Segment Start: Provided entries
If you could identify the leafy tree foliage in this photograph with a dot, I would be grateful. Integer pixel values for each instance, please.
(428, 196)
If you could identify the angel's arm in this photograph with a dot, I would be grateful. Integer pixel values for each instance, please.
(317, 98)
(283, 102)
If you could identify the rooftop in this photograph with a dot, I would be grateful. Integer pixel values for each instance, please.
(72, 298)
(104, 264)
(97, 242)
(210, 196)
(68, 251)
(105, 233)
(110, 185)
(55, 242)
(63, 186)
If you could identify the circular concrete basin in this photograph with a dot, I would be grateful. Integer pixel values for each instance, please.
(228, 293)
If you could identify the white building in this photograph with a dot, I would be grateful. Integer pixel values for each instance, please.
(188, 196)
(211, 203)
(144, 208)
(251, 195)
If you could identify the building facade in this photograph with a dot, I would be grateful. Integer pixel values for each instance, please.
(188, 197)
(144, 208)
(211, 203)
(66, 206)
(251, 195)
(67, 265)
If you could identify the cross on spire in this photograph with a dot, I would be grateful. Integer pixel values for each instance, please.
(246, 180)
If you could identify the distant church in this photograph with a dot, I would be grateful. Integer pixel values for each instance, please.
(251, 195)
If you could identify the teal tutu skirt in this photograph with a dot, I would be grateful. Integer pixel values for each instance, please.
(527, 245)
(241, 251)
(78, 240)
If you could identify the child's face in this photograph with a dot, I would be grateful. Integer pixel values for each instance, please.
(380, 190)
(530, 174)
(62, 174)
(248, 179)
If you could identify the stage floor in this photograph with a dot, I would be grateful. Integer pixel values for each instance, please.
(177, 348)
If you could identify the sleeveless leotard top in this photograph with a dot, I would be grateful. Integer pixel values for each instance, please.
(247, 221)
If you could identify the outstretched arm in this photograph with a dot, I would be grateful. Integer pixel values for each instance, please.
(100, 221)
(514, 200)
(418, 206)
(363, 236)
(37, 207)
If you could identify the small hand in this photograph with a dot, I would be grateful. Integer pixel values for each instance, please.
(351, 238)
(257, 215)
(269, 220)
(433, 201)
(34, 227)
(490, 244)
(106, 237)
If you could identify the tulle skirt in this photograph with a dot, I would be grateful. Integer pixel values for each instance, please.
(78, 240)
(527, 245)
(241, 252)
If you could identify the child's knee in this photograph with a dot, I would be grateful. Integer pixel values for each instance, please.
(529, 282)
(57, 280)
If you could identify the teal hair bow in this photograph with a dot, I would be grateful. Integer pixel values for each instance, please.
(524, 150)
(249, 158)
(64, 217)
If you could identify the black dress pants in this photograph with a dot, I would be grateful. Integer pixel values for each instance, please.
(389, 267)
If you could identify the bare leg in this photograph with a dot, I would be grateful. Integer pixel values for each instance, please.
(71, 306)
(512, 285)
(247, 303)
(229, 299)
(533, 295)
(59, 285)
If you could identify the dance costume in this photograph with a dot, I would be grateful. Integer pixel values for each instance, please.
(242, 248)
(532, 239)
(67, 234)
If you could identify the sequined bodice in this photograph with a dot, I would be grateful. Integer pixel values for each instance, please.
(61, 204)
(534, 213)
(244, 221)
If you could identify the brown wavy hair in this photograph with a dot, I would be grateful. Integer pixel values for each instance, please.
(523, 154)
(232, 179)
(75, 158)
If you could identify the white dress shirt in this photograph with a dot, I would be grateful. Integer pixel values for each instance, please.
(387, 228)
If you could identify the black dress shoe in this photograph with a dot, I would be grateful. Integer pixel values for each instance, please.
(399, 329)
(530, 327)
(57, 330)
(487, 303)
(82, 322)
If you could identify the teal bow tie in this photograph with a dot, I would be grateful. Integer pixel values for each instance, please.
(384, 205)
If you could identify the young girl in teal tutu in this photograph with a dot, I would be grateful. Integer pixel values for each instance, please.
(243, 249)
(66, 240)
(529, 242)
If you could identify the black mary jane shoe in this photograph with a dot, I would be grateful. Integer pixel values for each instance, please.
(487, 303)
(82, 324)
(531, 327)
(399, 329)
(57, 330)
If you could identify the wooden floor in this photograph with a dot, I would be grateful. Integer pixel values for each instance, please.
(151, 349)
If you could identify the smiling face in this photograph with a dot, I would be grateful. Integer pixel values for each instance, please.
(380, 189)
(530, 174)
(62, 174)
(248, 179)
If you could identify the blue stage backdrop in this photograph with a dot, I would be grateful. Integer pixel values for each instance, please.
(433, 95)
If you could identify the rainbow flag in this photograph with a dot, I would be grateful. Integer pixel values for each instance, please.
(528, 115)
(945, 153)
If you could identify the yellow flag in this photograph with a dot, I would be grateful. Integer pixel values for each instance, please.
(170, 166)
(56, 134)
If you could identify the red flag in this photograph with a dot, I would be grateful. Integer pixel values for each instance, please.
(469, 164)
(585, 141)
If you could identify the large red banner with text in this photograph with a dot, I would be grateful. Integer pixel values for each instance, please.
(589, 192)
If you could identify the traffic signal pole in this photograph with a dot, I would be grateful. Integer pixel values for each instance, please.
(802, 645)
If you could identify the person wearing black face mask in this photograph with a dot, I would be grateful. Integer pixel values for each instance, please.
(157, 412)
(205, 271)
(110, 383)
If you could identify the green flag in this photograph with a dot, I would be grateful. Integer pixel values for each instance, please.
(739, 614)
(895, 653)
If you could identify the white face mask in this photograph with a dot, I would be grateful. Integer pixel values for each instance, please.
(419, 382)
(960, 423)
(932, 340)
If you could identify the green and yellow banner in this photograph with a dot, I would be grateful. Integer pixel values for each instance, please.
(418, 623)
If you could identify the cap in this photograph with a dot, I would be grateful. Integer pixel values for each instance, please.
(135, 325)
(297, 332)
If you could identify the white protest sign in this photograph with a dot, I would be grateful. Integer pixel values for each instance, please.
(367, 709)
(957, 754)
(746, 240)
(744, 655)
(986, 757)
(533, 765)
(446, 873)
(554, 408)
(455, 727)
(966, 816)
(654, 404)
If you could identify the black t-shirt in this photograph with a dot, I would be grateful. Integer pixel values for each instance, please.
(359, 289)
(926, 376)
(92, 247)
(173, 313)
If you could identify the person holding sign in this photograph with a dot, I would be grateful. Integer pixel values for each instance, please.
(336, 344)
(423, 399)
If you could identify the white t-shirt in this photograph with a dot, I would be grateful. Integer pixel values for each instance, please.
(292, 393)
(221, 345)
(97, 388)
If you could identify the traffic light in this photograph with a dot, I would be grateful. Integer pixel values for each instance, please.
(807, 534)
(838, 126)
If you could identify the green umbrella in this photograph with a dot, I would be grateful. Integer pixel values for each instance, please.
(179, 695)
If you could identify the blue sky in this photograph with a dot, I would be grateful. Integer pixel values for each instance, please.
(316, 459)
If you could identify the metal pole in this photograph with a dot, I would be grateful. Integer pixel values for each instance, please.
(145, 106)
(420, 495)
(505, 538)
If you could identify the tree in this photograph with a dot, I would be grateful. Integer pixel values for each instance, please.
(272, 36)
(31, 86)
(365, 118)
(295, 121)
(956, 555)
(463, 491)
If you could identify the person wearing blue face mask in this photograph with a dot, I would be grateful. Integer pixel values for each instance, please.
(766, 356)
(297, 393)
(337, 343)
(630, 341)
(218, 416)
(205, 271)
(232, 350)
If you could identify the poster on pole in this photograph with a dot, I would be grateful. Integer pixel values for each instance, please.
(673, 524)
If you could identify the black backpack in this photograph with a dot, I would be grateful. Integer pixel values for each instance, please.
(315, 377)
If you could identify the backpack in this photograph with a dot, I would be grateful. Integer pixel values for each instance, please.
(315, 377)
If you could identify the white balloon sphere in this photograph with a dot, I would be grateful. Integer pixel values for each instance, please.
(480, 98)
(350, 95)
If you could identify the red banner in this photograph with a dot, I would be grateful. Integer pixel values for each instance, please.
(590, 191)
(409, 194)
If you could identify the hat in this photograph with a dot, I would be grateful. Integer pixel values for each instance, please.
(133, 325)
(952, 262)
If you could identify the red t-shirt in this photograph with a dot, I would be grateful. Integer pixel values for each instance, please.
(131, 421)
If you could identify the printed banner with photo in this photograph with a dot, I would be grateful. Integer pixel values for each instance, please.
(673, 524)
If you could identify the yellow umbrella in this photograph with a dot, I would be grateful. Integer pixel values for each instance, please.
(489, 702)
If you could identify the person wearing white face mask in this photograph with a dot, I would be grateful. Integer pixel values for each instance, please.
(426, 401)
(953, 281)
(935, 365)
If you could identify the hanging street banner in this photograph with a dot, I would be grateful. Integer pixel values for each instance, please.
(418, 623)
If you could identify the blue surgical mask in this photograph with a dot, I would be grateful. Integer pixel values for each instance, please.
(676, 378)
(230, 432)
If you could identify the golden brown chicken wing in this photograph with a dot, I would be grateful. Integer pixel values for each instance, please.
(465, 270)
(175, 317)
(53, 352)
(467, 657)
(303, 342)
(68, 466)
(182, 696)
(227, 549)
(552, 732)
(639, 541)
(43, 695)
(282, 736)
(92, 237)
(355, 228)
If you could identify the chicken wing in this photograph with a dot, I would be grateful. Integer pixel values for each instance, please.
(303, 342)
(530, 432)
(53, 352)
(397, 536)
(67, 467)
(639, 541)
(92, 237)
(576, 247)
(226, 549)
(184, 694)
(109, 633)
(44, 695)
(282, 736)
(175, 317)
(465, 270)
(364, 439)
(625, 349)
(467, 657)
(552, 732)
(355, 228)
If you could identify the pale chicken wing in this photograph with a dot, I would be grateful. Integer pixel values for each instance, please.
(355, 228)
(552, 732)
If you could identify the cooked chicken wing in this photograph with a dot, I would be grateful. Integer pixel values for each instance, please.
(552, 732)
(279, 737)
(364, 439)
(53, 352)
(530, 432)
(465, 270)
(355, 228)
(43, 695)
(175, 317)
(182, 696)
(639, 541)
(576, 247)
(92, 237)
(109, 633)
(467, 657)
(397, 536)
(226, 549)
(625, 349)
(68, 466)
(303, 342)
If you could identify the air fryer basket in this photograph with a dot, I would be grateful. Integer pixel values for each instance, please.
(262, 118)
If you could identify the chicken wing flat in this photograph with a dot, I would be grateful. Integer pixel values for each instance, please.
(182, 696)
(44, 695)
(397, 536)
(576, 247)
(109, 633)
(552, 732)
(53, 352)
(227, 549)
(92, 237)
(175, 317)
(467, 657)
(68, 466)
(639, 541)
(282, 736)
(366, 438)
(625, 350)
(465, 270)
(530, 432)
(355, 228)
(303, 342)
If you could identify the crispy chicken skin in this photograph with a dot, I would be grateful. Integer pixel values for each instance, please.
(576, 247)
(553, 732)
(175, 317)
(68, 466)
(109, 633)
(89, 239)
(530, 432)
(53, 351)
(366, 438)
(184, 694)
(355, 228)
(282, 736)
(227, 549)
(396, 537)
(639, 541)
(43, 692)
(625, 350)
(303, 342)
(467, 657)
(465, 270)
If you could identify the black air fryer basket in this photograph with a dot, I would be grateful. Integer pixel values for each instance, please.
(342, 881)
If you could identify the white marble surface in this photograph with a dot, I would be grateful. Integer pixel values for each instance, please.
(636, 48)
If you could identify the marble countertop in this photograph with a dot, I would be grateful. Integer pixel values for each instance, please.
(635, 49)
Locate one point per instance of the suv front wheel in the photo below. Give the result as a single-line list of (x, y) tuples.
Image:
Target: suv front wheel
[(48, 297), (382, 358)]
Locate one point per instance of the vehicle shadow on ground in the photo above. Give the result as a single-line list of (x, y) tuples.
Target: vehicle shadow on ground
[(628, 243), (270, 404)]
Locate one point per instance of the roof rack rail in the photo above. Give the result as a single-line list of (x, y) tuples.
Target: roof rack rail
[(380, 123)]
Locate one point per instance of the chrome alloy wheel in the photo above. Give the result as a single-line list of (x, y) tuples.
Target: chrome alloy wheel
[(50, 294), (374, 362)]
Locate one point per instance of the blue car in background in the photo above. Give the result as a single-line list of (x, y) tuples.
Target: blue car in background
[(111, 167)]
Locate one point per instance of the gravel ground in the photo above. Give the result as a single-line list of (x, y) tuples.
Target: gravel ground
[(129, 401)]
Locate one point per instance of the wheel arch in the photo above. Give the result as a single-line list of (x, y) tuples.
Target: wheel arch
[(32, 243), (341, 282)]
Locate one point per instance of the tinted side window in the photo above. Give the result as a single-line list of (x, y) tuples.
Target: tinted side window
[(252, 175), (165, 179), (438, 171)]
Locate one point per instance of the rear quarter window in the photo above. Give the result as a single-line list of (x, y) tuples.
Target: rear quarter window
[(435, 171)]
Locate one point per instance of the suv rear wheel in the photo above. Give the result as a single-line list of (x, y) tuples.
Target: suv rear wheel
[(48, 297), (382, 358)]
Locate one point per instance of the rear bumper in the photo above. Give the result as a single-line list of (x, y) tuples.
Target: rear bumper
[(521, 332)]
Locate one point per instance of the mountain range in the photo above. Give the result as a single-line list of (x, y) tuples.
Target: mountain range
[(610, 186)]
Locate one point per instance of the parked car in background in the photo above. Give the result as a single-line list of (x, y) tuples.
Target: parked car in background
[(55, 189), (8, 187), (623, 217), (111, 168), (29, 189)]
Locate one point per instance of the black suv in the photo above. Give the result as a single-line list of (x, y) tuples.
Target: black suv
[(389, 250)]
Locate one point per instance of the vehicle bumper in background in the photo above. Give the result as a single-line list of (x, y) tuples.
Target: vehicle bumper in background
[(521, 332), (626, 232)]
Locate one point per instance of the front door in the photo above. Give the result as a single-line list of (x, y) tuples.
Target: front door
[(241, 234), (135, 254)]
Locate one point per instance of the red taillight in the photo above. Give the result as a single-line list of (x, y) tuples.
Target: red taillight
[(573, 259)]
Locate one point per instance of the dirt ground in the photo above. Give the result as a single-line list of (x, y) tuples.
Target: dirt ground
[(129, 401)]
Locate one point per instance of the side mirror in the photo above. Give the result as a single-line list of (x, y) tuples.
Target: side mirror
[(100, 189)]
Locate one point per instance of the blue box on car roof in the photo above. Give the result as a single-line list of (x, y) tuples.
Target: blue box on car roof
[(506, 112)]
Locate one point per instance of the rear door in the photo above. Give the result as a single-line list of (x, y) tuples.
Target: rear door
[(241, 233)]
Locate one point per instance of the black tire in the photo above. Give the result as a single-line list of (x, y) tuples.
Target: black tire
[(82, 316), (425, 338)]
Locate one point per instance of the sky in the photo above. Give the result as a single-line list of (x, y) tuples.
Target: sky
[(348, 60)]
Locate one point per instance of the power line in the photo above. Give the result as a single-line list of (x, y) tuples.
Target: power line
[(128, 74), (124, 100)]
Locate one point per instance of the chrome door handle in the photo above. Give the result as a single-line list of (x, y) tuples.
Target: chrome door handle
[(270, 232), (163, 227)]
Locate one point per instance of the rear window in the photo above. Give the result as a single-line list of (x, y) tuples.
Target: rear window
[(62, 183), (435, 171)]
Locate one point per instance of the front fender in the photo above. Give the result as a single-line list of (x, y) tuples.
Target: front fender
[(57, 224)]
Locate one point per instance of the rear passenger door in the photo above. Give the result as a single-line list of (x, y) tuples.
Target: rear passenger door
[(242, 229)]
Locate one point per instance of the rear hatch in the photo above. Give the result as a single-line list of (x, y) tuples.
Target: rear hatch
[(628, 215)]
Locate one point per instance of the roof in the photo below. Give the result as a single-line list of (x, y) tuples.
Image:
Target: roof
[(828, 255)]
Segment End: Provided entries
### What you are asked to do
The answer should be exactly the lines from the one that contains "Locate one point per instance of the rear hatch" through the end of the entries, both ends included, and nothing besides.

### Solution to this exercise
Locate one point per instance of the rear hatch in the photo above. Give the result as a single-line list of (x, y) tuples.
Target: rear hatch
[(628, 215)]
Locate one point per instance of the roof in the photo below. Give the result as a single-line list of (x, y) tuples.
Image:
Target: roof
[(828, 255)]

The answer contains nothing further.